(Location identification entries)
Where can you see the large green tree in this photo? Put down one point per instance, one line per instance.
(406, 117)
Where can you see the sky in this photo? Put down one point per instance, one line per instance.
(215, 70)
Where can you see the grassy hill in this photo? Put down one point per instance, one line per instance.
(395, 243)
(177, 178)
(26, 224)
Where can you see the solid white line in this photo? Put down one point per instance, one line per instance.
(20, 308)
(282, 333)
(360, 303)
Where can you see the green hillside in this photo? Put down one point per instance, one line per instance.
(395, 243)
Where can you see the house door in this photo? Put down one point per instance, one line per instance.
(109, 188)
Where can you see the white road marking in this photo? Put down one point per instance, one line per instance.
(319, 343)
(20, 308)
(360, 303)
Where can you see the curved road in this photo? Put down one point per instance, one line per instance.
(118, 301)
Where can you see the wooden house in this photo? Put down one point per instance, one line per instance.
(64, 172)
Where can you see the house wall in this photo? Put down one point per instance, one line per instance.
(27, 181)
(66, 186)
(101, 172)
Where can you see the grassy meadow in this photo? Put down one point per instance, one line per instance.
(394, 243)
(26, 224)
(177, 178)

...

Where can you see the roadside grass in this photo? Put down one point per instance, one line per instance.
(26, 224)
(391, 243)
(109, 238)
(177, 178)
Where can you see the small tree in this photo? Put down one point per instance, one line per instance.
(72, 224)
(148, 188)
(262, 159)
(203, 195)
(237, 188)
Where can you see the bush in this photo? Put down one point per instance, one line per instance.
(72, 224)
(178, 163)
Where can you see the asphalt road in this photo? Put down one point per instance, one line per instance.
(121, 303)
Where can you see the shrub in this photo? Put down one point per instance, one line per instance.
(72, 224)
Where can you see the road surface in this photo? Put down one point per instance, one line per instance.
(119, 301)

---

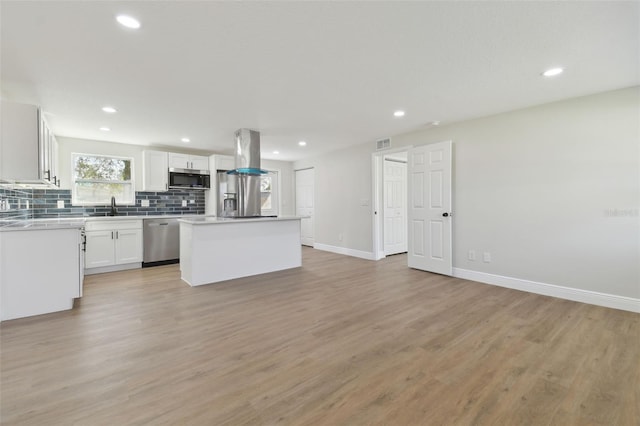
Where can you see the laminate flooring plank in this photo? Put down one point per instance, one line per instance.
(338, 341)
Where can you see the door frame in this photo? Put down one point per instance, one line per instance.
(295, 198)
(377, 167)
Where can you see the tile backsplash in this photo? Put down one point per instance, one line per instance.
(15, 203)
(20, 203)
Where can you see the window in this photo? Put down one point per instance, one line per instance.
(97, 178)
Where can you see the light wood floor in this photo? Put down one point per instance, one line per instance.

* Directions for this task *
Identify each line in the entries that contains the word "white" and copy those lines out in full.

* Full answer *
Where can you see the solid white line in this photo? Put down one point per instance, one line per instance.
Where can you see the white road marking in this photo? Put down one point per instance, one line per instance.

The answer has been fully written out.